### Stated problem
Would you set down every entry shown below, precisely as written?
-- BEGIN --
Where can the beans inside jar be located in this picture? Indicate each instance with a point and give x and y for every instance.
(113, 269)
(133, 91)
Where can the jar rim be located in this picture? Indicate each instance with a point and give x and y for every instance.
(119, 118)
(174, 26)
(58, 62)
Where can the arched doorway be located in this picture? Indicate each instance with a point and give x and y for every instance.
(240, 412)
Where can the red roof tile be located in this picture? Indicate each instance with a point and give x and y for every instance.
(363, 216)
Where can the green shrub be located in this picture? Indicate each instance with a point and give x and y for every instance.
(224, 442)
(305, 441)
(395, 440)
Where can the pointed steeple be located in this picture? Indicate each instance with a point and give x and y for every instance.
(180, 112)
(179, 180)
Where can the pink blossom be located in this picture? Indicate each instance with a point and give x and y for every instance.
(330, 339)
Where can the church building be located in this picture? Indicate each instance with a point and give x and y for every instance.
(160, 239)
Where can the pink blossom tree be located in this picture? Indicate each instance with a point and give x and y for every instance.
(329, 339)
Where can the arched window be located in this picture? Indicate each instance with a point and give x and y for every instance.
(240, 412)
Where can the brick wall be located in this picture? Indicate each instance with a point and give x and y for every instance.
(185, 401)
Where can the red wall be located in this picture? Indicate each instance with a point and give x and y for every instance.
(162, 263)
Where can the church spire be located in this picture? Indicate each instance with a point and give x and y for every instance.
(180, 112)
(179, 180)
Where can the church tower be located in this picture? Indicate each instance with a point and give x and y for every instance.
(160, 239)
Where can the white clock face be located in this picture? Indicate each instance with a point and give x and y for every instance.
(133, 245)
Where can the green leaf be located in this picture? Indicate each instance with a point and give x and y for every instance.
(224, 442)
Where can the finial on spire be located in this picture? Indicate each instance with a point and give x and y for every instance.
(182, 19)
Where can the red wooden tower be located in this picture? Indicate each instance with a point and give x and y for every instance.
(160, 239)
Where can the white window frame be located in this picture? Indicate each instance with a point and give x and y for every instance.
-- END --
### Completed task
Where can the beans inside jar be located in this picture? Indicate each instance with a point and give x and y for every instance.
(113, 269)
(133, 91)
Where can the jar rim be located in this picture? Indicate each instance with a point and give x and y for every instance.
(119, 118)
(174, 26)
(58, 62)
Where can the arched doorway be located in this picture? Indicate each instance with a point and give x and y for every instance.
(240, 412)
Where can the red roof tile be located in this picture? Indicate each instance with a point and give x and y for every instance.
(363, 216)
Where can the green shrub be located in this picture? Indicate each instance with a point and give x and y for every instance.
(224, 442)
(305, 441)
(395, 440)
Where can the pointed steeple be located in this picture? Indicate each instance with a point and give x and y for every instance.
(180, 112)
(179, 180)
Where can the pink blossom be located in this picture? Indicate each instance with a point and give x and y for every instance.
(330, 339)
Where can the church building be located in this picture? Indicate each instance with a point and give x and y for every instance.
(160, 239)
Where can the pink blossom tree be located in this picture? Indicate each instance with a point and give x and y for every instance.
(329, 339)
Where can the arched window be located in this picture? Indicate each instance with a point and give x and y for every instance.
(240, 412)
Where can the brick wall be located in this picture? Indicate each instance with a point and give x and y for every instance.
(185, 401)
Where can the red wall be located in this picture? Indicate each instance with a point and give x and y for every instance.
(162, 263)
Where can the church spire be located in this picture? Indicate each instance with a point and give x and y for every instance.
(180, 112)
(179, 180)
Where can the church tower be located in this picture? Indicate each instance with a point and give x and y for every instance.
(160, 239)
Where can the white clock face be located in this picture? Indicate each instance with a point and give x and y for every instance.
(133, 245)
Where can the green leaf be located in this picture? Indicate each instance with a point and give x and y for every instance.
(224, 442)
Where can the finial on spire be located in this picture? Indicate each instance with a point and give x and y for every instance.
(182, 19)
Where can the red wooden tower be located in this picture? Indicate each instance with a point and give x and y for every instance.
(160, 239)
Where can the white window frame be located in this picture? Indicate each instance with a point and give x and y for every instance.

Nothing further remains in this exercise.